■ Document ■
□ □ □
Radio Astronomy: The Early Days. Historically, radio astronomy was the very first of the wavelengths to be studied outside the visible. The story starts with a man named Jansky, who worked for the Bell Labs and was asked by them in 1931 to work out why they were getting "noise" or electrical interference on their telephone lines, which produced a sort of crackling or hiss. Using an elaborate apparatus of antennae on a rotating turntable meters across, Jansky was able to identify three sources: infrequent noise from nearby lightning strikes (Remember that lightning is a great flow of electricity from ground to air or vice-versa, and the flow of charged particles can give off electromagnetic radiation.); a general background from more distant thunderstorms and lightning strikes; and a general background coming from outside the atmosphere- indeed we now recognize that Jansky discovered radio radiation from the Milky Way galaxy. Bell Labs thanked Jansky for his efforts - and then, remarkably, set him to work on some completely different project. (His name is now commemorated in a unit of "radio flux" or brightness.) The whole subject more-or-less languished, except for the efforts of an amateur named Grote Reber, who built a radio telescope a couple of meters in diameter in his back yard in 1936. He was the only active radio astronomer in the world until about 1944. However, technological developments were advancing - as so often, they were driven by military considerations. The Second World War led to lots of research into radar, and to the development of dishes and detectors which were well-engineered and quite sensitive. Indeed, radar stations in the war used to pick up spurious signals which they realized came from the sun and the Galaxy. Thus it was that after the war there were experts and equipment ready to leap into this new science. The British in particular were ready for this, and claimed some German-made radar dishes, the best in the world, in the setting up of the first real radio astronomy observatories (like the famous Jodrell Bank, near Manchester).
□ □ □
■ Entries ■
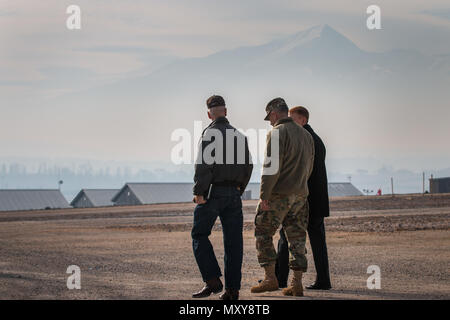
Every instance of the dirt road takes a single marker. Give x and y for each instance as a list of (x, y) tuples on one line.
[(150, 257)]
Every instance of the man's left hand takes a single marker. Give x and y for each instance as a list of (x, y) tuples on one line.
[(264, 205), (199, 200)]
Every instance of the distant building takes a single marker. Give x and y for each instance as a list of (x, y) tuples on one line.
[(23, 199), (440, 185), (148, 193), (342, 189), (89, 198)]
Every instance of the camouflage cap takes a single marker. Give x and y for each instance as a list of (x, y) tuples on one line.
[(277, 104)]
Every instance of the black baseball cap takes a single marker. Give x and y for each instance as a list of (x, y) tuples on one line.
[(215, 101), (276, 104)]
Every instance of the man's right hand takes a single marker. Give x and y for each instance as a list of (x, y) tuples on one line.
[(199, 200)]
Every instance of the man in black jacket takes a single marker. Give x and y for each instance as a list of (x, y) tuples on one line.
[(318, 209), (222, 172)]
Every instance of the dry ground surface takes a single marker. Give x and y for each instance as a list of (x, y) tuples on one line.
[(145, 252)]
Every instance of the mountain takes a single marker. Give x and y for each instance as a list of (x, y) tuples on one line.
[(318, 67)]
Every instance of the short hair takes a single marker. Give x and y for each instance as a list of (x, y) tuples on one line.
[(217, 111), (301, 111)]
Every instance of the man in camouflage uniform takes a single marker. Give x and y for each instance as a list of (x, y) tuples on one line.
[(283, 197)]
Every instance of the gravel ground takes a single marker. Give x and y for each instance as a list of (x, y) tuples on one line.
[(147, 257)]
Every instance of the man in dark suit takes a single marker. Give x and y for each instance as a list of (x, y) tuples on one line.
[(318, 209)]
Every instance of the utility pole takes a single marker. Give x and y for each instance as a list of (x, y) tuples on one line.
[(423, 183), (392, 186)]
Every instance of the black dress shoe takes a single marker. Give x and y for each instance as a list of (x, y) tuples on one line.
[(319, 286), (281, 285), (211, 286), (230, 294)]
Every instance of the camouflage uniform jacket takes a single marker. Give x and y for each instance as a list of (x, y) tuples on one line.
[(296, 159)]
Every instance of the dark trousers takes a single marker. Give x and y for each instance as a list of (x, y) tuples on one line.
[(225, 203), (316, 234)]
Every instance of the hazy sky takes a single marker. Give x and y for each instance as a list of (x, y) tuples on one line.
[(41, 59)]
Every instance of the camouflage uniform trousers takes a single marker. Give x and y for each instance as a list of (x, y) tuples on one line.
[(292, 212)]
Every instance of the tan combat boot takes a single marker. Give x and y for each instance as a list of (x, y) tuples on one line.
[(270, 282), (296, 287)]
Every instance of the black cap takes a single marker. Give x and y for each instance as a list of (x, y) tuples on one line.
[(215, 101), (276, 104)]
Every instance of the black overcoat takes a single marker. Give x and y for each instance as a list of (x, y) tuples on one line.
[(318, 182)]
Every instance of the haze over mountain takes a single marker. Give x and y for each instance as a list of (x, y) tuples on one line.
[(364, 104)]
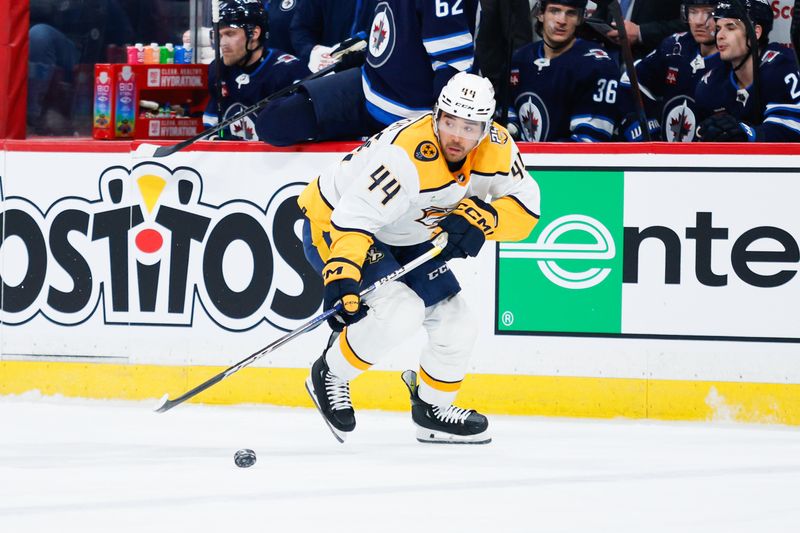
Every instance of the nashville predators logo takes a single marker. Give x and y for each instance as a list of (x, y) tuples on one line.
[(426, 151), (432, 215), (373, 255), (497, 136)]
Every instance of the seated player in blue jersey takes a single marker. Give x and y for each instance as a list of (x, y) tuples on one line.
[(668, 77), (414, 48), (563, 88), (250, 71), (730, 105)]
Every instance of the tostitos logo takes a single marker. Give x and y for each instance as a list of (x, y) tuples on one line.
[(149, 251), (564, 240), (382, 36)]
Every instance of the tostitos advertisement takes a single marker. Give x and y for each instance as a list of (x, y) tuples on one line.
[(658, 285)]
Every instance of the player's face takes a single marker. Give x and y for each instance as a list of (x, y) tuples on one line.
[(458, 136), (731, 40), (232, 44), (559, 23), (701, 24)]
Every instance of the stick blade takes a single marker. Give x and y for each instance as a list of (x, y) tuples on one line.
[(164, 404), (145, 151), (164, 151)]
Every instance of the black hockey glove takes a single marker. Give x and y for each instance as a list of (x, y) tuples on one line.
[(724, 127), (339, 288), (467, 228), (352, 58)]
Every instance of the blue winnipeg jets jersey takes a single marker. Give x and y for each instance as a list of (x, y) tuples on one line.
[(667, 80), (780, 96), (414, 47), (242, 88), (568, 98)]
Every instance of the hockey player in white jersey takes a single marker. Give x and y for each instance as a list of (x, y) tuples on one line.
[(452, 170)]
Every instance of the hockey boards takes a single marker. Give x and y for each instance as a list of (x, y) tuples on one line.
[(438, 244)]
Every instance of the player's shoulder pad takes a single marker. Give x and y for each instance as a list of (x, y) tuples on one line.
[(777, 62), (521, 53), (417, 141), (777, 54)]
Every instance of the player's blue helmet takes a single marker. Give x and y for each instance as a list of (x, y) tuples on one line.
[(758, 11), (579, 5), (245, 14), (691, 3)]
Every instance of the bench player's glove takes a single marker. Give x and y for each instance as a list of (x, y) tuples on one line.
[(467, 228), (723, 127), (341, 286), (349, 52)]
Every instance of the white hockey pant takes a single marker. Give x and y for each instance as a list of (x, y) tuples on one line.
[(396, 313)]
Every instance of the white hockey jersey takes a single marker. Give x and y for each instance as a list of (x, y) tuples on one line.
[(396, 187)]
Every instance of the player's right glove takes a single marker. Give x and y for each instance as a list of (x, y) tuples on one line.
[(342, 284), (723, 127), (467, 228)]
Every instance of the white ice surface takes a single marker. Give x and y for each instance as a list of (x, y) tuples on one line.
[(116, 467)]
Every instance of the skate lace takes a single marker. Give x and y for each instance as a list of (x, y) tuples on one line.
[(338, 391), (452, 414)]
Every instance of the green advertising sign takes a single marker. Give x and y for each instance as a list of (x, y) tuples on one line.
[(567, 276)]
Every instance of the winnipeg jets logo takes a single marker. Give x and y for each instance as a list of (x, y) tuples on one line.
[(680, 124), (533, 118), (285, 58), (381, 36), (245, 128), (769, 56), (242, 79), (597, 53)]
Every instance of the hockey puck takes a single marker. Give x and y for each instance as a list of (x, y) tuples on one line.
[(244, 458)]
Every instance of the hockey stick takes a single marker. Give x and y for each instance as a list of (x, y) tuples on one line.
[(439, 242), (750, 31), (627, 55), (217, 62), (353, 45)]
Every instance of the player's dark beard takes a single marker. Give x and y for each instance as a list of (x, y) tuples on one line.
[(556, 48), (559, 47)]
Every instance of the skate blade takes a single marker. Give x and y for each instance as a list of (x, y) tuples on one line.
[(438, 437), (339, 435)]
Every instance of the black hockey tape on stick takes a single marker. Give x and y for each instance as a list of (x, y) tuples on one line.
[(439, 242), (217, 54), (627, 55), (146, 150)]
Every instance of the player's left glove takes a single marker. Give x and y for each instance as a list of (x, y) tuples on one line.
[(342, 285), (723, 127), (467, 228), (349, 52)]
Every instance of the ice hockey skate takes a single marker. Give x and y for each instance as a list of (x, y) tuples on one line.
[(450, 425), (331, 395)]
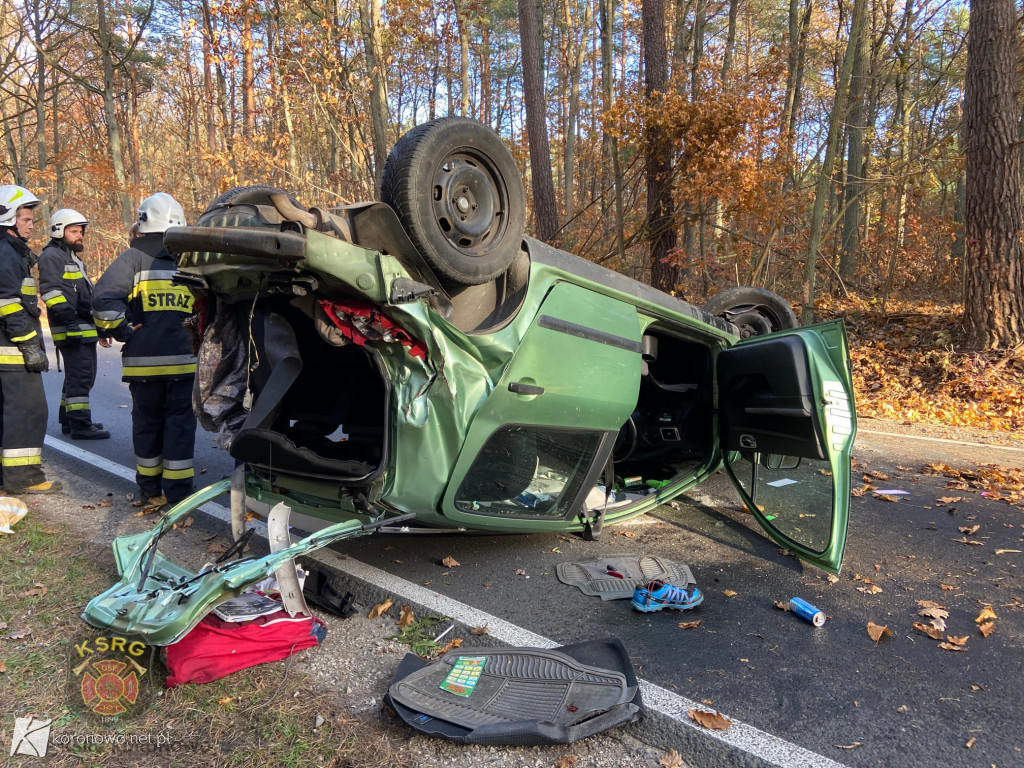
□ □ □
■ Instructions to follow ■
Finish out the next part of the history of early radio astronomy, picking up after its last sentence. The listing comes from a separate source.

■ Solved problem ■
Modern Considerations.

In some senses, radio telescopes are nothing more than scaled-up versions of optical telescopes used at the prime focus. It is worth reminding you that they are made very big simply so that they can resolve details better -- the long wavelength of radio radiation makes this a serious limitation unless the dishes are enormous. To look at different parts of the sky, it is helpful to have "fully steerable" radio telescopes - that is, telescopes that can be pointed to wherever you like. The largest such telescope, near Bonn, Germany, is about 100 metres in diameter. But it is not the largest radio telescope of all -- not by a long bargin. That honour goes to Arecibo.

Arecibo.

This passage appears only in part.